Supplied passage:
_____

BURLEY — Jay Fuhrer used to think cover crops were important for building soil health. Now he thinks they are critical.
Fuhrer is the soil health specialist for the USDA Natural Resources Conservation Service in North Dakota. He was in Burley as part of the fifth annual soil health sustainability workshop sponsored by the conservation districts in Cassia and Minidoka counties.
Keith Berns echoed Fuhrer’s assessment. Berns co-founded Green Cover Seed with his brother 10 years ago after they began to see the benefits of cover crops on their farm in south-central Nebraska. Their 2,500-acre farm has been in continuous no-till for 25 years.
He’s seen farmers who include cover crops in their rotations increase organic matter in their soil by 0.1 percent annually. Over 10 years, that adds up to 1 percent organic matter. Given that soils in southern Idaho are often around 2 percent, a 1 percent increase is significant.
On his own farm, Berns has seen that fields with higher organic matter are the last to show signs of drought or to suffer pest problems.
Cover crops also increase diversity both above and below ground. Many farmers include legumes in a crop rotation because legumes are nitrogen fixers. These plants are associated with rhizobium bacteria which can turn atmospheric nitrogen into plant available nitrogen.
Raising an 80 bushel-per-acre soybean crop in Nebraska requires 700 pounds of nitrogen per acre. Farmers can’t afford to put that much nitrogen on a crop, but the rhizobium can crank out 700 to 800 lbs. of nitrogen within the growing season.
Rhizobium are the rockstars of nitrogen fixers but other free-living organisms such as azotobacter and azosprillium can also “fix” nitrogen, just not as much. These organisms don’t live in large colonies like rhizobium and so they only contribute 20, 30, maybe 40 lbs. of nitrogen to the system.

_____

Given entries:
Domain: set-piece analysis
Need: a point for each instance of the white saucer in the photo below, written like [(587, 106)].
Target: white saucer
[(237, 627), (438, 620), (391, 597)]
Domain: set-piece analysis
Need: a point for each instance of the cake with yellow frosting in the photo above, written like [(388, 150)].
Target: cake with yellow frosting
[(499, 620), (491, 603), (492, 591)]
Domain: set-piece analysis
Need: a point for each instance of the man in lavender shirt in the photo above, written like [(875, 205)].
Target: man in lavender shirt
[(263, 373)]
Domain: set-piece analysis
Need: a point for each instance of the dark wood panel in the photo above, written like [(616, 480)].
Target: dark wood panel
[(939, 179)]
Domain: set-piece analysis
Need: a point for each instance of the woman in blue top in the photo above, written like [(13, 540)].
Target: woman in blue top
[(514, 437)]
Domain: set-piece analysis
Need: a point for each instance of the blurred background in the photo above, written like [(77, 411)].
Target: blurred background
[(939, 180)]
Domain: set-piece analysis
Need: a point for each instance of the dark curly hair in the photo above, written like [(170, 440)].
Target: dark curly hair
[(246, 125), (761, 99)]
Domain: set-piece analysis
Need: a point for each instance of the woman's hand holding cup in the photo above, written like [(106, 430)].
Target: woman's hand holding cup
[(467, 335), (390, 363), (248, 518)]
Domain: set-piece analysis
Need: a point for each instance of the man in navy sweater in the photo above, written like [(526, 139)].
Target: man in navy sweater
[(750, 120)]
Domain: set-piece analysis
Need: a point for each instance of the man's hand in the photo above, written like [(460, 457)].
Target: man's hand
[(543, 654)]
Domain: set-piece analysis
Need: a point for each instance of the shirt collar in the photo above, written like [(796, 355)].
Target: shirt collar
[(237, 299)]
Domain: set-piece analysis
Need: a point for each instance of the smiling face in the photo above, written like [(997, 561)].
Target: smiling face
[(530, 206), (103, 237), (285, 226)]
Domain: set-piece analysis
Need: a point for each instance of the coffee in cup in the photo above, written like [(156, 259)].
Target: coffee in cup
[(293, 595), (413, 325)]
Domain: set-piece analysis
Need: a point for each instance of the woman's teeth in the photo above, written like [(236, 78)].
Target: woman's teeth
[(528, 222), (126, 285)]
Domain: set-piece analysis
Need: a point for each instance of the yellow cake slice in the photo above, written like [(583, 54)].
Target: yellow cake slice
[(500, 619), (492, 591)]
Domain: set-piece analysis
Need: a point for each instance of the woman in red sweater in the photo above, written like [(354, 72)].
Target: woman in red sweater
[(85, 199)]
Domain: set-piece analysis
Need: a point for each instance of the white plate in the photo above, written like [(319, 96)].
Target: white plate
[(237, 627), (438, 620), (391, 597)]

_____

Task set:
a: In the soil health article, set down the stretch from "He’s seen farmers" through "suffer pest problems." with every word and mark kept as it stands.
b: According to the soil health article, how many pounds of nitrogen per acre does an 80 bushel-per-acre soybean crop in Nebraska require?

Your responses:
a:
He’s seen farmers who include cover crops in their rotations increase organic matter in their soil by 0.1 percent annually. Over 10 years, that adds up to 1 percent organic matter. Given that soils in southern Idaho are often around 2 percent, a 1 percent increase is significant.
On his own farm, Berns has seen that fields with higher organic matter are the last to show signs of drought or to suffer pest problems.

b: 700 pounds of nitrogen per acre.